> **Written request 1**
In the records, reproduce everything from the line containing "hand**. An instance may span separate parts." down to the end of the records, replacing "woman's right hand" with "woman's left hand" and leaving everything else unchanged.
-------- Text --------
2016, Anocha Suwichakornpong, Thailand / France / Netherlands / Qatar, DCP, 105 minutes

Over the last 15 years, Thai filmmaker Anocha Suwichakornpong has emerged as a singular voice in contemporary cinema for her fearless address of Thailand’s ongoing political turmoil and dazzlingly inventive approach to form. Her second feature, By the Time it Gets Dark, is a shape-shifting tour de force, built around the rippling effects of the 1976 Thammasat University massacre, in which a student protest was brutally quashed by Thai government and right-wing paramilitary forces. The film begins as the story of a film director researching the event. As her questions grow more probing, the film refracts into a series of interconnected narratives of love, activism, cinema, pop culture, and the ways the past reveals itself in the present. Born the year of the Thammasat massacre, Suwichakornpong has frequently pointed to the echoes between the events of the 1970s and Thailand’s climate of political suppression today. With By the Time It Gets Dark, she asks profound and unexpected questions about purpose and connection in the face of history’s roiling waves. In Thai with English subtitles.
--------
> **Written request 2**
Answer from the film description:
(a) What is the film's running time?
(b) In what year did the Thammasat University massacre take place?
(c) What language is the film in, and what subtitles does it have?
-------- Data to use --------
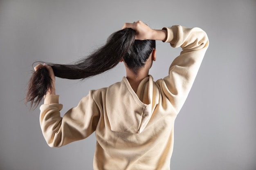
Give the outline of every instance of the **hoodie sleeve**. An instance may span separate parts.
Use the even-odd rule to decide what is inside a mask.
[[[92,91],[80,101],[77,106],[61,117],[63,105],[58,104],[58,95],[45,96],[40,107],[40,126],[47,144],[60,147],[85,139],[96,129],[100,111]]]
[[[168,75],[160,83],[163,93],[177,114],[195,78],[209,46],[208,38],[204,31],[197,27],[175,25],[163,29],[167,31],[165,42],[182,50],[171,64]]]

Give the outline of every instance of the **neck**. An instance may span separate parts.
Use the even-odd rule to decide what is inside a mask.
[[[138,70],[136,75],[132,71],[126,68],[126,78],[135,92],[137,91],[141,80],[148,76],[148,70],[142,69]]]

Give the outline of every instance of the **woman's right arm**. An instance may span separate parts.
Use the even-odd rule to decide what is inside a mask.
[[[185,102],[197,74],[209,43],[206,33],[199,28],[180,25],[153,30],[141,21],[126,23],[123,28],[135,30],[135,39],[160,40],[182,51],[171,63],[169,75],[157,82],[162,93],[177,114]]]

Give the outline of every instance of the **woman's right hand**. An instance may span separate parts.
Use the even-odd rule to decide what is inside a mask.
[[[133,23],[126,23],[122,29],[127,28],[131,28],[135,31],[136,33],[135,36],[135,40],[153,40],[164,41],[167,37],[166,30],[152,29],[141,21],[138,21]]]
[[[36,71],[38,69],[40,69],[41,68],[43,67],[45,67],[47,70],[49,72],[49,76],[52,79],[52,88],[49,89],[48,89],[47,93],[46,93],[46,95],[55,95],[55,76],[54,75],[54,73],[53,72],[53,70],[52,70],[52,68],[50,66],[48,66],[47,65],[46,65],[44,64],[43,65],[39,64],[36,66],[35,67],[34,67],[34,69],[35,71]]]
--------
> **Written reply 1**
Give the outline of every instance of the **woman's left hand**. An instance may span separate parts.
Use the even-odd rule to decide what is inside a mask.
[[[133,23],[126,23],[122,29],[127,28],[131,28],[135,31],[136,33],[135,36],[135,40],[153,40],[164,41],[167,37],[166,30],[152,29],[141,21],[138,21]]]
[[[36,71],[38,69],[40,69],[41,68],[43,67],[45,67],[47,70],[49,72],[49,76],[52,79],[52,88],[49,89],[48,89],[47,93],[46,93],[46,95],[55,95],[55,76],[54,75],[54,73],[53,72],[53,70],[52,70],[52,68],[50,66],[48,66],[47,65],[46,65],[44,64],[43,65],[39,64],[36,66],[35,67],[34,67],[34,69],[35,71]]]

> **Written reply 2**
(a) 105 minutes
(b) 1976
(c) Thai, with English subtitles